WHAT TO WORK ON -
(a) Please explain why, according to the bug report, writing to a performance counter did not crash RHEL-4 guests under KVM on kernels before 2.6.9-68.33.
(b) In the bug report, which nmi_watchdog setting is the only one that causes the guest crash?

PAGE EXTRACT -

....................

Bug 445450

Summary: [RHEL4]: Kernel crash when booting -68.33 or later under KVM on AMD systems
Product: Red Hat Enterprise Linux 4 Reporter: Chris Lalancette <clalance>
Component: kernelAssignee: Chris Lalancette <clalance>
Status: CLOSED WONTFIX QA Contact: Martin Jenner <mjenner>
Severity: high Docs Contact:
Priority: high    
Version: 4.7CC: vgoyal
Target Milestone: rc   
Target Release: ---   
Hardware: All   
OS: Linux   
Whiteboard:
Fixed In Version: Doc Type: Bug Fix
Doc Text:
Story Points: ---
Clone Of: Environment:
Last Closed: 2008-08-18 21:21:00 UTC Type: ---
Regression: --- Mount Type: ---
Documentation: --- CRM:
Verified Versions: Category: ---
oVirt Team: --- RHEL 7.3 requirements from Atomic Host:
Cloudforms Team: --- Target Upstream Version:
Embargoed:
Attachments:
Description Flags
test patch
none
updated test patch none

Description Chris Lalancette 2008-05-06 21:05:14 UTC
Description of problem:
I've been doing some testing of RHEL-4 guests under KVM (Fedora 8 host).  Prior
to 2.6.9-68.33, RHEL-4 guests would boot just fine.  However, on 2.6.9-68.33 or
later, I crash when starting the guest up; the stack trace I can actually
capture is really bogus.  I'm pretty sure this has to do with the recent NMI
watchdog fixes in 68.33; if I pass "nmi_watchdog=0" (NMI watchdog disabled) or
"nmi_watchdog=1" (IO-APIC watchdog), then the guest boots fine.  It's only the
default of nmi_watchdog=2 (performance counters) that causes the problem.

I believe the problem is related to KVM's emulation of performance counters.  At
this point, KVM basically doesn't emulate performance counters, so if you wrmsr
to a perf counter, KVM injects a GPF.  In previous RHEL-4 kernels, this was
actually OK, because they did a "checking_wrmsrl()" with a fixup section before
trying to write.  I think the solution here is probably to go back to a
"checking_wrmsrl" type solution, to make sure that we don't crash if either the
platform doesn't support the counters, or if we are running under KVM.

....................

DATA FOR REVIEW -
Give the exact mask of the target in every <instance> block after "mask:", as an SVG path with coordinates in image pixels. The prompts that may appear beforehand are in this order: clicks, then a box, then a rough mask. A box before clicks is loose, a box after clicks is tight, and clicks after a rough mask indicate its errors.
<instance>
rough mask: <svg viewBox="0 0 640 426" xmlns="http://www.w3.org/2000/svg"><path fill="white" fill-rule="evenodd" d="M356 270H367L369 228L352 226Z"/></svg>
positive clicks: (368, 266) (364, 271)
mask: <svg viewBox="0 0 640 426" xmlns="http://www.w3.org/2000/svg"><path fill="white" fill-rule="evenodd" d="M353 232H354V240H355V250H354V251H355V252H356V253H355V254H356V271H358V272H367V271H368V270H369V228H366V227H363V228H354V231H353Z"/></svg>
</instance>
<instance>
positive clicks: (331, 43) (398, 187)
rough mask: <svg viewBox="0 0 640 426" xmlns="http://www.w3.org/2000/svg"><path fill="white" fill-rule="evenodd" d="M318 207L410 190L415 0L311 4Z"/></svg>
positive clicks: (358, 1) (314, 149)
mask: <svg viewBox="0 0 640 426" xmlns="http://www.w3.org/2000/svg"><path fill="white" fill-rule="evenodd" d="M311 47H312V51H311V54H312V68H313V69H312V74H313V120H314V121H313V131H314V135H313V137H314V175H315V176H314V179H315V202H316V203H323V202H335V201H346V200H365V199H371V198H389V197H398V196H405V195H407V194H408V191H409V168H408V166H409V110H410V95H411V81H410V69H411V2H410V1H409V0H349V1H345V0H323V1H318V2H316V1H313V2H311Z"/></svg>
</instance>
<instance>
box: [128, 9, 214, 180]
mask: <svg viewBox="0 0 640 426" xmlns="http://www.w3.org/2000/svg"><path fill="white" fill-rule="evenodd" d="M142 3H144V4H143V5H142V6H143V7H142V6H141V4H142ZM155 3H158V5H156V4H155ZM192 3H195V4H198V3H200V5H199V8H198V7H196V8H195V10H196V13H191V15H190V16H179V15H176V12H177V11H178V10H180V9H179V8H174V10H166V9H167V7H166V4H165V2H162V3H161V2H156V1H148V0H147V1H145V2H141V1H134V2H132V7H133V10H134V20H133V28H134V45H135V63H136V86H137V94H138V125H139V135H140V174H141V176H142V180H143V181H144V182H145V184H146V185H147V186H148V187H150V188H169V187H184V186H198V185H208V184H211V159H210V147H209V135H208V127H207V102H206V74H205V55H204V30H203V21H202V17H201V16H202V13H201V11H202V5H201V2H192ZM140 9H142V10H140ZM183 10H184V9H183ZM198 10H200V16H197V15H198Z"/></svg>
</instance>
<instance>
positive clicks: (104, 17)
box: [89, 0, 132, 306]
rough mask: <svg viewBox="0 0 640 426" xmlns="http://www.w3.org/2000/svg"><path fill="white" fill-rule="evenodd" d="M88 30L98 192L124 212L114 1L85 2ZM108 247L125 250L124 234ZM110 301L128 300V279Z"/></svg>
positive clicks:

....................

ANSWERS TO THIS EXERCISE -
(a) KVM does not emulate performance counters, so a wrmsr to one makes KVM inject a GPF. Earlier RHEL-4 kernels performed the write with "checking_wrmsrl()", which has a fixup section, so the fault was handled and the guest kept booting.

(b) The default, nmi_watchdog=2 (performance counters).